## Passage shown
--- BEGIN ---
There isn't a day, perhaps even an hour that goes by where snippets of conversation about our economy can't be heard. The unknown spawns a kind of vulnerability that is uncomfortable for some, fear-inspiring for others. How bad can it really get? Is our new government helping ... or making it worse. What should I do with my money; will it all evaporate like reeds in the wind?

An article in Women's Day Magazine inspired my imagination this weekend. It wasn't really even an article but a paragraph. A paragraph with a simple plan that if adopted in communities across our country -- could help feed hungry families and inspire those most affected by the economic downturn, give them the boost they need to keeping going, keep searching, keep hoping. For the loss of hope is the worst enemy one can battle in times like these.

There are a group of twelve women in Lincoln, Nebraska, who remain anonymous to the media and to their benefactors. In 2004 they formed a group called Random Acts of Kindness. The group meets monthly at rotating venues where each member donates $20 to their cause. The host will donate $30. The mission is finding strangers in need, people they've heard about about from organizations, friends, or the local paper. The $250 is then sent to the benefactor with a simple note that reads, "From 12 women who care."
--- END ---
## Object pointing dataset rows
--- BEGIN ---
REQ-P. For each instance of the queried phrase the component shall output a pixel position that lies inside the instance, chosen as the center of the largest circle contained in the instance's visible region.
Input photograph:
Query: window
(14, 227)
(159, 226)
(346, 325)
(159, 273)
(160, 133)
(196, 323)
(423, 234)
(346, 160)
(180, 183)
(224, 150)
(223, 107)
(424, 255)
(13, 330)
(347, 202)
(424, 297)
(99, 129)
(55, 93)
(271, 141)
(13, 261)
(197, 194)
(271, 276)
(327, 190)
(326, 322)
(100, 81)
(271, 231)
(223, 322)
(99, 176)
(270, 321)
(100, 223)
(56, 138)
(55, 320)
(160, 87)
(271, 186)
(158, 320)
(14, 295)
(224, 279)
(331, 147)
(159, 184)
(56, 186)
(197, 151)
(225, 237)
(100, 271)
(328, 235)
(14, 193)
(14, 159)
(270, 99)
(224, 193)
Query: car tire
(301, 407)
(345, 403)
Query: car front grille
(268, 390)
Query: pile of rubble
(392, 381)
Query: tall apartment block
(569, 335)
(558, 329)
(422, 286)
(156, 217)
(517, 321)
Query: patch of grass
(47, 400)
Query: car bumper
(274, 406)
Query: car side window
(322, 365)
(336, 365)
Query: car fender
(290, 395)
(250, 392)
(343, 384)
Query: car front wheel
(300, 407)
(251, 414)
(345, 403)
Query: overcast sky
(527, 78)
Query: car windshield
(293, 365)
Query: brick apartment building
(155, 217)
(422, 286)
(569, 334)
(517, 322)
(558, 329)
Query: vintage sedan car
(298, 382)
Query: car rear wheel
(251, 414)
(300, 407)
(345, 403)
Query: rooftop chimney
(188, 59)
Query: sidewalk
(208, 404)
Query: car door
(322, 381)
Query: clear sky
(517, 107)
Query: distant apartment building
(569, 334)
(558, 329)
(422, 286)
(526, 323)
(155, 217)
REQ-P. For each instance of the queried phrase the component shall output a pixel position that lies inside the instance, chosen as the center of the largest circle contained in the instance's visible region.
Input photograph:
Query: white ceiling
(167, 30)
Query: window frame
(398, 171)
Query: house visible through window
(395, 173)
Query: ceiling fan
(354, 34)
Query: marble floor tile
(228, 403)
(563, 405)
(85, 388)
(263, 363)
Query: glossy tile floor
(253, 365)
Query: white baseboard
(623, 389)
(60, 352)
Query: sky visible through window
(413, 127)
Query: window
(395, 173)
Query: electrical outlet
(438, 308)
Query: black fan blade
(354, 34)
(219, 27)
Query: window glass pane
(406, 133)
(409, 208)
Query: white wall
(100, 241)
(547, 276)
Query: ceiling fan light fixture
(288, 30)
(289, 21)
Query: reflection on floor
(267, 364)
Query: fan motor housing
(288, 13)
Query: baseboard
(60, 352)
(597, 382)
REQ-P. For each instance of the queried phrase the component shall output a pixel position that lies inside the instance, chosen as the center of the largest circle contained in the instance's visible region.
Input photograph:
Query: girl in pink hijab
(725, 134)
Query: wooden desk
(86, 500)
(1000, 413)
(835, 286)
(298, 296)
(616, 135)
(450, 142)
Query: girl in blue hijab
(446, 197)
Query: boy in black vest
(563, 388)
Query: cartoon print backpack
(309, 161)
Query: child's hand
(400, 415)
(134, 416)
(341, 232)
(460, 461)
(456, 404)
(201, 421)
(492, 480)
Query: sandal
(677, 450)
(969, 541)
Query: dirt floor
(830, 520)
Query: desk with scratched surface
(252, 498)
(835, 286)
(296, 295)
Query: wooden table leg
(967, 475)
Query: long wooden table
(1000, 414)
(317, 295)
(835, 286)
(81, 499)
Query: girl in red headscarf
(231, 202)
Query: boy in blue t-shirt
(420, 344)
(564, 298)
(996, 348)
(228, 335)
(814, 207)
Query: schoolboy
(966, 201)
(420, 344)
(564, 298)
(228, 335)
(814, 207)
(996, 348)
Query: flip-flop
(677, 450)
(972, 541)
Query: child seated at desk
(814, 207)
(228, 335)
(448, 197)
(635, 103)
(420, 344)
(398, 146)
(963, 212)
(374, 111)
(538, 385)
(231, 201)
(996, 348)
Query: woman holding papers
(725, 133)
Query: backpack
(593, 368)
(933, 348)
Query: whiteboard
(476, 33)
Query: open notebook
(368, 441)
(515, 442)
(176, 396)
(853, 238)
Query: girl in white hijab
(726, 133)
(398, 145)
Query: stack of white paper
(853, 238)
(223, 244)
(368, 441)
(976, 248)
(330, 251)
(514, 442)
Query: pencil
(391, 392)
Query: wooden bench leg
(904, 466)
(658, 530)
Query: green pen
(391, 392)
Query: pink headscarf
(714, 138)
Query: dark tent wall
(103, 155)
--- END ---
## Short task 1
Substitute "financial slump" for "economic downturn" in the essay on hard economic times, giving the stretch from "An article in" through "times like these.".
## Short task 2
Continue the essay on hard economic times from the point where it stops.
The data above is separate material, unrelated to the essay on hard economic times.

## Written response 1
An article in Women's Day Magazine inspired my imagination this weekend. It wasn't really even an article but a paragraph. A paragraph with a simple plan that if adopted in communities across our country -- could help feed hungry families and inspire those most affected by the financial slump, give them the boost they need to keeping going, keep searching, keep hoping. For the loss of hope is the worst enemy one can battle in times like these.

## Written response 2
Imagine if this idea was adopted in every community, in every school and in every church in our country. What if each participant collected $30 a month, the host collecting $40? That would raise the donation from $250.00 to $370.00 per month. So many of us could by virtue of cutting back on one monthly dinner out raise that money for someone in need. The difference in their life would be priceless. Not only the extra cash, but the fact that someone cared.

In 2007, there were 100,308 public schools operating in the United States. What if there were 12 women in each of those schools committed to donating money to just one family a month. That would cause $37,113,960 a month in additional and much needed income to flow to children and families in need. An annual amount? You do the math. I know that most churches already have benevolence programs in place, but what if there were just 12 individuals in congregations that would commit to this idea?

The possibilities are staggering when you consider the power of twelve. The number twelve is a significant number in many ways. There are two sets of twelve on our time clocks, AM and PM, there are twelve calendar months, twelve days of Christmas, twelve tribes of Judah, and so on and so on.

Could you find a way to carve a mere $30 a month out of your budget to help someone in need? I know I can. And when people join together, twelve really is a powerful number.